**To do**
When you write out the material, keep every line exactly as it is.

(Beginning of Raw data)

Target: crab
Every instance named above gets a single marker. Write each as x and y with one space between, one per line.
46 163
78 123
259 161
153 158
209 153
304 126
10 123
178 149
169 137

(End of Raw data)

**Written solution**
Target: crab
Every instance named above gets a single marker. Write each as x and y with one space between, one per line.
46 163
78 123
259 161
153 158
209 153
304 126
10 123
178 149
169 137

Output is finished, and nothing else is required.